▶ **ASSIGNMENT**
Write the data below out in full, exactly as it stands.

▶ **ENTRIES PROVIDED**

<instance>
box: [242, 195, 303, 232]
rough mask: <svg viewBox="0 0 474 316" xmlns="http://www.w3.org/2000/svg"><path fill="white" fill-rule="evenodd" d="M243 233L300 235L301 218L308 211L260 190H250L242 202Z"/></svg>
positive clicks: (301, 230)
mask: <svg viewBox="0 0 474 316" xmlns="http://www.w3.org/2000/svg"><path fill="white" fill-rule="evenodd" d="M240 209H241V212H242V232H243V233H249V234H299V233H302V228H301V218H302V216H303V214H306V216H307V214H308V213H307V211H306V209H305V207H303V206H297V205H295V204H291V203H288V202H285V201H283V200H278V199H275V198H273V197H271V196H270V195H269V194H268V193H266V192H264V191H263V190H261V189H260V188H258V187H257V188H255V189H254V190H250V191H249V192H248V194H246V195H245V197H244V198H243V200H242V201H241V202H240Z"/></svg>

▶ **SOLUTION FOR THIS PROBLEM**
<instance>
box: [242, 195, 303, 232]
rough mask: <svg viewBox="0 0 474 316" xmlns="http://www.w3.org/2000/svg"><path fill="white" fill-rule="evenodd" d="M243 233L300 235L301 218L308 211L260 190H250L242 202Z"/></svg>
positive clicks: (301, 230)
mask: <svg viewBox="0 0 474 316" xmlns="http://www.w3.org/2000/svg"><path fill="white" fill-rule="evenodd" d="M240 209H241V212H242V232H243V233H249V234H299V233H302V228H301V218H302V216H303V214H306V216H307V214H308V213H307V211H306V209H305V207H303V206H297V205H295V204H291V203H288V202H285V201H283V200H278V199H275V198H273V197H271V196H270V195H269V194H268V193H266V192H264V191H263V190H261V189H260V188H258V187H257V188H255V189H254V190H250V191H249V192H248V194H246V195H245V197H244V198H243V200H242V201H241V202H240Z"/></svg>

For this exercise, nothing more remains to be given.